**Article:**

Nous sommes parfois un peu excessif, reconnaissons le. Nous avons ainsi écrit deux éditoriaux à propos de Fleur Pellerin, intitulés respectivement « Rien… » et « Moins que rien… ». Or, à l’heure où même le personnel du Service des Musées de France s’interroge sur la politique du ministère et sur les moyens – ou plutôt l’absence de moyens – qui lui sont donnés, un grand projet fédérateur a tout de même été lancé !

Intitulé : « La Grande Collecte Euro 2016 » (on remarquera les majuscules, d’origine), il s’agit ni plus ni moins d’étendre sur une grande échelle (potentiellement tous les musées labellisés Musée de France) l’entreprise que le Louvre mène actuellement à Lens (voir la brève du 28/5/15). Un document adressé par mail à toutes les DRAC à destination des musées, la décrit comme une « opération de valorisation du patrimoine sociologique urbain  » (sic). En effet « La grande popularité et la forte médiatisation de l’événement Euro2016 suggère la possibilité d’expérimenter une forme de diffusion-collecte patrimoniale participative innovante, basée sur l’outil numérique. » (resic).

Le premier objectif est donc de : « Réunir en une grande opération nationale culturelle [1] les initiatives éparses proposées par les musées de France sur l’hexagone suite à la sollicitation du smf et des dracs.  » On précise aussi : « Cette opération sera bien identifiable et communicable ». Ministère de la Culture certes, mais aussi de la Communication. Il faut donc une opération « communicable ».

Le deuxième objectif s’énonce ainsi : « Mettre en place des synergies collaboratives : Musées, archives, bibliothèques, universités ». Le ministère de la Culture aime les pléonasmes : on aimerait savoir ce que seraient des « synergies non collaboratives ».

Voici le troisième objectif : « Assurer via internet une très large diffusion des projets culturels sur le thème des pratiques des « clubs de foot » en France et leur lien avec la construction des identités urbaines citoyennes ». Nous n’avions pas connaissance, jusqu’à aujourd’hui, de projets culturels ayant trait au football (à part, peut-être, la collection de vignettes Panini…). Crier « Aux ch… l’arbitre » notamment, fait-il partie des projets culturels sur le thème des pratiques des « clubs de foot » » ? Nous nous interrogeons sur cette grave question. Quant à la « construction d’identités urbaines citoyennes », nous serions reconnaissant aux lecteurs de La Tribune de l’Art de nous éclairer sur ce concept un peu abscons.

**Données fournies:**

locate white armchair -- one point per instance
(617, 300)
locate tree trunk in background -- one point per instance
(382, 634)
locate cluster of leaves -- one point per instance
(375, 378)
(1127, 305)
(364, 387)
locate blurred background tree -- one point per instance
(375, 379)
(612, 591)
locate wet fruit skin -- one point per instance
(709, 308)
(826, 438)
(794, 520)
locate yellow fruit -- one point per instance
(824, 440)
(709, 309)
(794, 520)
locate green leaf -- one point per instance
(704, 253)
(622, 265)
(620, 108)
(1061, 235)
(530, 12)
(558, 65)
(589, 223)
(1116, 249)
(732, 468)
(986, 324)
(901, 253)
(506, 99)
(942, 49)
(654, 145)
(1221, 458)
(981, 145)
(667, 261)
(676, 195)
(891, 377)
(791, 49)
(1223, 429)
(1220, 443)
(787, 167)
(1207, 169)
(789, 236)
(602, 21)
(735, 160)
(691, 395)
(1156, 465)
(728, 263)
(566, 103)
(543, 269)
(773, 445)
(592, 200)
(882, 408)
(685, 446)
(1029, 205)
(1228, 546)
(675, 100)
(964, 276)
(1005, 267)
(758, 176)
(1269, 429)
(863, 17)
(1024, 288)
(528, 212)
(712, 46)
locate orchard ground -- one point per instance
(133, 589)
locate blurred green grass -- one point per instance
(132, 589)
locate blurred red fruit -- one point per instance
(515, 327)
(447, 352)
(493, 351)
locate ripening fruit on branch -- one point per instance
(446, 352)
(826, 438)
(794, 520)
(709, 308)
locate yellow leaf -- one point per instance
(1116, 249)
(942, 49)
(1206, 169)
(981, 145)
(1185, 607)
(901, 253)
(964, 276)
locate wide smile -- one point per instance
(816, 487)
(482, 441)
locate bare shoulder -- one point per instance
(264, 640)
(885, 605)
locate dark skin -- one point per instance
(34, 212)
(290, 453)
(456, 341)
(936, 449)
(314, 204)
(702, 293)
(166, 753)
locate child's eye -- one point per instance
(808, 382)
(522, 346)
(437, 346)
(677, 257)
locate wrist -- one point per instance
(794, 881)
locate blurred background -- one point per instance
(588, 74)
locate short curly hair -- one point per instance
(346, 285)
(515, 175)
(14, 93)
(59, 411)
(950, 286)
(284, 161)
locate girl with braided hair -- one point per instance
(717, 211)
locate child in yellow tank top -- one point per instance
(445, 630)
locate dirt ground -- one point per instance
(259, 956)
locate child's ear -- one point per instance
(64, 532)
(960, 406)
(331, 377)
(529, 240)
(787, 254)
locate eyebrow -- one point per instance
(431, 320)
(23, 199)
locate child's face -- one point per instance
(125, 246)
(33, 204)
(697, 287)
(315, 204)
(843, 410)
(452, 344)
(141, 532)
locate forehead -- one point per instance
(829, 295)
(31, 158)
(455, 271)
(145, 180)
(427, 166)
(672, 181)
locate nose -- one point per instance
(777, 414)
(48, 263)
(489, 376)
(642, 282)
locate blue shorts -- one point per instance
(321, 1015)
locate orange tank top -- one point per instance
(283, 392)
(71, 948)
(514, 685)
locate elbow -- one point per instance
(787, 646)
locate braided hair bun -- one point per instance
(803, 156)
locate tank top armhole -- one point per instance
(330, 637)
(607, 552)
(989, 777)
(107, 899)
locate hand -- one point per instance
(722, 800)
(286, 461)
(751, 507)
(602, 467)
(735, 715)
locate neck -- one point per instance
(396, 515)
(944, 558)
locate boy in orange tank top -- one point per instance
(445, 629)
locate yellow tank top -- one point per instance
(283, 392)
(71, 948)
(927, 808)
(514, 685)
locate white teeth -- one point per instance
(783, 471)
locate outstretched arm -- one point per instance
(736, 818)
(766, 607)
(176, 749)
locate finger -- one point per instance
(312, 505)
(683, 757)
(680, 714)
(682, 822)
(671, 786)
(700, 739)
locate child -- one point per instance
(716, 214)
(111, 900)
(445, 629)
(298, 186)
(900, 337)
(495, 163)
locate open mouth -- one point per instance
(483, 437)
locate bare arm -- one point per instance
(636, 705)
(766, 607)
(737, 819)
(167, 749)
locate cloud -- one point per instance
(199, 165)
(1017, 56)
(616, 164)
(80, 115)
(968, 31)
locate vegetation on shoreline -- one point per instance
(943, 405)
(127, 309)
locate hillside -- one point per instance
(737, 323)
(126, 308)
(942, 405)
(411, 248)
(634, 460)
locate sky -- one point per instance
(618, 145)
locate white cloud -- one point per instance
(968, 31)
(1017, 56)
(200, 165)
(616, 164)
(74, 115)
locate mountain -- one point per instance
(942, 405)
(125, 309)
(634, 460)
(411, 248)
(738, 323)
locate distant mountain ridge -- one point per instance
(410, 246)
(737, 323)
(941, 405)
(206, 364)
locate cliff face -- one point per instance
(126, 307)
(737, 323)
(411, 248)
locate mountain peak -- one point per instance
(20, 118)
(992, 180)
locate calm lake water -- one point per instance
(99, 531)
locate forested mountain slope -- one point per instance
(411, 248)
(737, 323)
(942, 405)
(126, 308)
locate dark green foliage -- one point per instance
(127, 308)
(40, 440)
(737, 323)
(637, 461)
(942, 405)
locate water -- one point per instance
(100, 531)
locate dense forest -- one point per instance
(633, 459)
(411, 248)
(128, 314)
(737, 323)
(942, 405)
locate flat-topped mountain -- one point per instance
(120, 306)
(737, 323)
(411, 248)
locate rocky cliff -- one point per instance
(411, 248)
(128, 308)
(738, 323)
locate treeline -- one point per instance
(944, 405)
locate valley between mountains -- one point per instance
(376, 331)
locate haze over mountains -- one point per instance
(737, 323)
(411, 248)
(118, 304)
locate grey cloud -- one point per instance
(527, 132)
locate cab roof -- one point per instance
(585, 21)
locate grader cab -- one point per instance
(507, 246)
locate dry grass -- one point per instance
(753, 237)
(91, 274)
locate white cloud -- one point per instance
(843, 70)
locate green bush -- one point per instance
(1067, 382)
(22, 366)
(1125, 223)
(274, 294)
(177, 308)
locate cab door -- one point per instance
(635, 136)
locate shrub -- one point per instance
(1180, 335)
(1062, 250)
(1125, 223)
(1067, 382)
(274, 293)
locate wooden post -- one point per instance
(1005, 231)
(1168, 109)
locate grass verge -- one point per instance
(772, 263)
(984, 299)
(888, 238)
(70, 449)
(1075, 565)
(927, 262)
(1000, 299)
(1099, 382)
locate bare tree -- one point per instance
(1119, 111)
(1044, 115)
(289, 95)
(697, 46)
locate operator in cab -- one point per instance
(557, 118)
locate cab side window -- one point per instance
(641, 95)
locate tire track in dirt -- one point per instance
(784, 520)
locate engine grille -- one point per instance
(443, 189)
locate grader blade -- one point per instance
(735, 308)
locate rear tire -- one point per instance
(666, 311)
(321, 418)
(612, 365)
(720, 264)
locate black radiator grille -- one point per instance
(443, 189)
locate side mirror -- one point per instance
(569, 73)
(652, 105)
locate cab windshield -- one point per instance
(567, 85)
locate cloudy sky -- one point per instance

**Consignes:**
1. Modifiez le passage de l'article sur la Grande Collecte Euro 2016 qui commence par « Voici le troisième » et se termine par « un peu abscons. », en y remplaçant « football » par « rugby ».
2. Prolongez l'article consacré à la Grande Collecte Euro 2016 à partir de sa dernière phrase.
Les items ne sont d'aucune utilité pour cet exercice.

**Résultats de l'exercice:**
1.
Voici le troisième objectif : « Assurer via internet une très large diffusion des projets culturels sur le thème des pratiques des « clubs de foot » en France et leur lien avec la construction des identités urbaines citoyennes ». Nous n’avions pas connaissance, jusqu’à aujourd’hui, de projets culturels ayant trait au rugby (à part, peut-être, la collection de vignettes Panini…). Crier « Aux ch… l’arbitre » notamment, fait-il partie des projets culturels sur le thème des pratiques des « clubs de foot » » ? Nous nous interrogeons sur cette grave question. Quant à la « construction d’identités urbaines citoyennes », nous serions reconnaissant aux lecteurs de La Tribune de l’Art de nous éclairer sur ce concept un peu abscons.

2.
Les troisième et quatrième objectifs vont ensemble et nous intéressent particulièrement, puisque nous nous faisons régulièrement l’écho des acquisitions des musées. Il s’agit en effet grâce à une « Collecte participative », qui attirera « l’attention d’un public très élargi » sur la « constitution des mémoires des « communautés patrimoniales » [sic encore] », d’« Enrichir les collections des musées de France, en objets, archives, photos mais aussi patrimoine immatériel, vidéo, chants, témoignages, gestuelles… »

Nous souhaitons, dès maintenant, participer à cette grande collecte, et proposons donc pour un Musée de France :

 un objet,
 une photo
 une vidéo (concernant Lens, elle pourra être montrée dans l’auditorium du Louvre-Lens !),
 un chant,

Nous pensons bien à une gestuelle également, mais nous respectons trop nos lecteurs pour la mettre en ligne.
Par ailleurs, nous avons nous même, il y a fort longtemps, joué au football, et il nous reste une vieille paire de chaussures à crampons. Sans vouloir être prétentieux, pour un Musée de Beaux-Arts, une paire de chaussure de foot utilisée par le directeur de la rédaction de La Tribune de l’Art, ce serait tout de même très classe. Nous l’offrons bien volontiers à La Grande Collecte Euro 2016 !

Mais comme un objet sans étude n’est rien, le sixième objectif prévoit d’ « Abonder la documentation des objets de collection ». Il paraît qu’une poésie écrite par Ribery en CM2 a déjà été offerte aux Archives nationales.

Le septième objectif est bien dans la lignée du ministère de la Culture qui s’imagine amener de nouveaux publics dans les musées en dévoyant le rôle de ces derniers : « Toucher, par l’usage de l’outil « internet », de nouveaux publics et de nouveaux acteurs pour le patrimoine et les institutions patrimoniales (musées, bibliothèques, archives). »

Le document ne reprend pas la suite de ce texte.